Je n’ai pas encore les chiffres définitifs. Nous étions
un peu soucieux du fait que c’est le dimanche des
élections et donc nous pensons que nous serons au
minimum au niveau du prévisionnel financier et de
fréquentation. Pour la Bodega, nous avons du refuser
beaucoup de monde déjà. On a rajouté sans cesse des
chaises au niveau du parterre de la face de la salle.
- Vous
avez ouvert la programmation aux arts visuels avec la
projection d’un film intitulé « Les fils du vent »
réalisé par Bruno Le Jean. Quelle est la raison de ce
choix ?
- Projeter
« Les fils du vent », au cinéma, c’est aussi un moyen de
pouvoir mettre à l’honneur la culture manouche, plus
particulièrement. A mi-chemin entre le reportage et le
film, « Les fils du vent » permet au spectateur de
s’introduire dans le quotidien de plusieurs personnages
issus de la culture manouche. Pour différentes raisons
comme le manque de dates et de budget dédié à cela, je
ne pouvais pas consacrer un spectacle à cette culture.
Donc, au travers de ce film qui est formidable, je
trouvais intéressant de rappeler que les cultures
gitanes sont, somme toute, assez nombreuses ( cultures
Rom, manouche, sévillane ou gitane dans le terme général
des choses) et qu’il est bon aussi de pouvoir avoir un
éclairage et une meilleure connaissance de ces cultures
là, par les temps qui courent. C’est essentiel de casser
les clichés et de mieux connaitre le pourquoi des codes,
les savoir être et savoir-faire des personnes pour mieux
les apprécier. Quand on connait l’autre, il n’est plus
un étranger, il n’est plus étrange, il ne fait pas peur
et on a plus de facilité à vivre ensemble. Je pense que,
tant qu’il y aura la culture et les moyens de faire ce
genre de connaissances, nous serons mieux à même et plus
capables de vivre ensemble.
- Dans
votre programmation artistique, vous incluez aussi les
artistes de la région Midi-Pyrénées et pour cette
édition, nous avons eu le plaisir de voir le spectacle
d’un trio de guitaristes très connus du public : Serge
Lopez, Kiko Ruiz et Bernardo Sandoval. Que
souhaitez-vous nous dire à ce sujet ?
- En
définitive, il y a les Espagnols de Toulouse et les
Espagnols d’Espagne, mais ils ont en commun une âme
ibérique. Elle coule dans leurs veines ; c’est ce qui
les fait vibrer, écrire, chanter, danser. Certains n’ont
pas eu la chance, de par leur histoire, de pouvoir vivre
en Espagne. Les 3 artistes que vous avez cités sont des
fils de l’exil. Ils vivent leur ibérité à Toulouse mais
ils vont très souvent en Espagne. De toutes façons, l’ibérité,
la culture gitane, elle est dans leur être, elle est
intrinsèque. Qu’ils vivent à Toulouse où à Almeria, elle
s’exprime, elle transpire dans leur art, sur scène et
dans leur quotidien. Par les Pyrénées, nous avons un
lien géographique avec l’Espagne. Eux, c’est aussi le
lien humain et l’héritage vivant qui les rattachent à
l’Espagne et, cela, il faut le partager. C’était
tellement beau hier ! Ils étaient si généreux, si
talentueux et très élégants!

* **Données sources**:
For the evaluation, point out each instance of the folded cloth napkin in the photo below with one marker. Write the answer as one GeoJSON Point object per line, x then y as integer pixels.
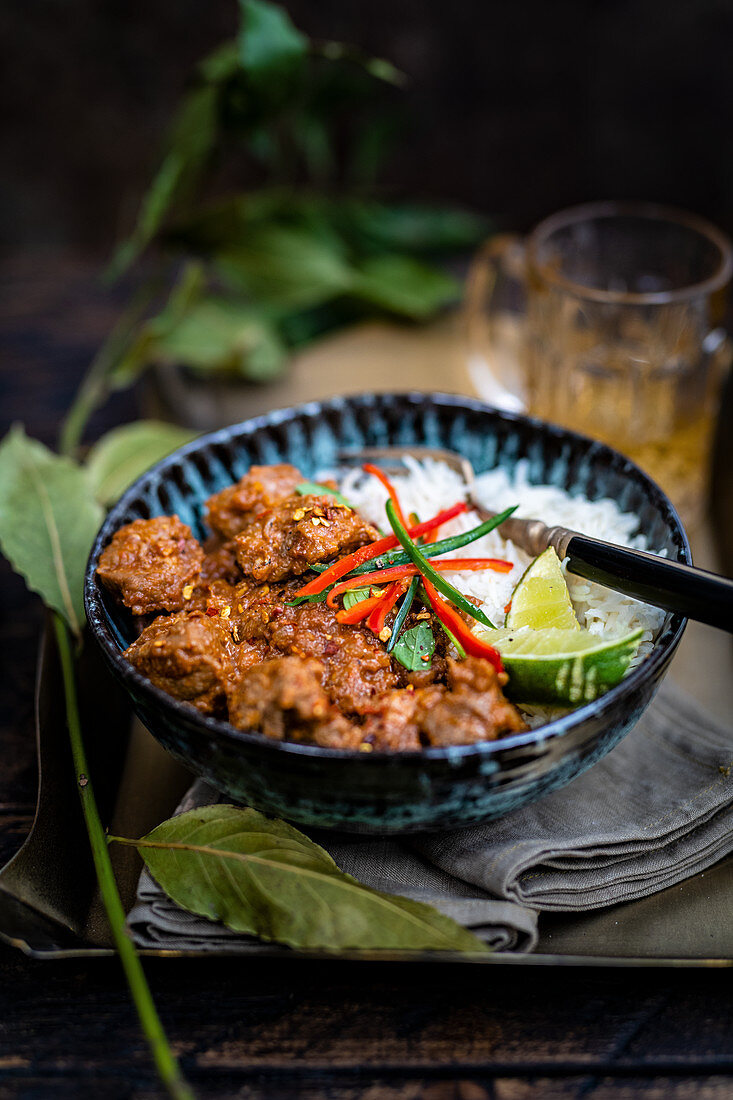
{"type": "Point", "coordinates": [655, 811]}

* **Consigne**: D'après l'extrait, qui a réalisé le film « Les fils du vent » ? Appuyez-vous uniquement sur l'extrait.

* **Réponse rédigée**: Bruno Le Jean.